**BRIEF**: Copy the items below word for word, from the line with "Where can the toyota" up to and including the line with "pixel 85 74".

[Named object pointing items]

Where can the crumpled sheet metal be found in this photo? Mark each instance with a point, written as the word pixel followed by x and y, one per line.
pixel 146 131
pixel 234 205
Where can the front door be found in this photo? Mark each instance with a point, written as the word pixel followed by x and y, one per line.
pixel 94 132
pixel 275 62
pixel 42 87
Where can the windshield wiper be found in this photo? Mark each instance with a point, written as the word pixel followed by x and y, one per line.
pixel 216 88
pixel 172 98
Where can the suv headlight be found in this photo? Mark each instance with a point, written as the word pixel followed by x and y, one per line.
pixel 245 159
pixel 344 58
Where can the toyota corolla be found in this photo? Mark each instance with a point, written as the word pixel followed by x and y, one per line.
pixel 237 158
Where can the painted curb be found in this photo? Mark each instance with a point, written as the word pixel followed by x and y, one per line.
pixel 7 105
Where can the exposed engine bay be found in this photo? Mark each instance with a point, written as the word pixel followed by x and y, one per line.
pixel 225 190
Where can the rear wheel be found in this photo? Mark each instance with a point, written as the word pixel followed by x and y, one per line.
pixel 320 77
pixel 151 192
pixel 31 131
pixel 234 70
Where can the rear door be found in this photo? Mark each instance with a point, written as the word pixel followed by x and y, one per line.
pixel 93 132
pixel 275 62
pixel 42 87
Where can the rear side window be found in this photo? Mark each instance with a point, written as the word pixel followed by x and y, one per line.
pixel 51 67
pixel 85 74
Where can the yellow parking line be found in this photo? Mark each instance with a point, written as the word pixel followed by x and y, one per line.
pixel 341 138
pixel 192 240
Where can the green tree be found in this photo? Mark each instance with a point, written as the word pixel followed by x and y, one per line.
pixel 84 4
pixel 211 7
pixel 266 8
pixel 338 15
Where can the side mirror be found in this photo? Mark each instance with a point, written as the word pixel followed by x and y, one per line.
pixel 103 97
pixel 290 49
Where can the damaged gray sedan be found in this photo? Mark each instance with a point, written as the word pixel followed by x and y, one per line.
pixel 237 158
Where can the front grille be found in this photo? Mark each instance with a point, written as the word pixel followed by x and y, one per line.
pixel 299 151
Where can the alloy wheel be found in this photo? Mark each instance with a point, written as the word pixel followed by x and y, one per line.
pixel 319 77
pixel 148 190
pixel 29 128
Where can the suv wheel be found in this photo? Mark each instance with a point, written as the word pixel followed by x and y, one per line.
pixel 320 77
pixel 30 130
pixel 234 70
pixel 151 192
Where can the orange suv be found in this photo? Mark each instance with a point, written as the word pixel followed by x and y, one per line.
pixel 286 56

**TASK RESULT**:
Where can the toyota corolla be found in this photo? Mark each instance with a point, written as the word pixel followed by x and y, one per line.
pixel 237 158
Where can the painted curb be found in this photo? Mark each instance with a point, written as the word pixel followed by x and y, one per line.
pixel 7 105
Where can the exposed engine bay be found in this photo? Mark each instance with a point, written as the word pixel followed by x and y, one per line.
pixel 225 190
Where can the rear wheel be found in this photo? Mark each instance with a point, written as the word pixel followed by x and y, one per line.
pixel 320 77
pixel 151 192
pixel 31 131
pixel 234 70
Where can the rear door be found in this photo? Mark each instance with a point, written as the word pixel followed by x and y, one per line.
pixel 93 132
pixel 275 62
pixel 42 87
Where can the rear side window be found in this photo? Mark each instance with a point, written as the word pixel followed by x and y, one per line.
pixel 51 67
pixel 85 74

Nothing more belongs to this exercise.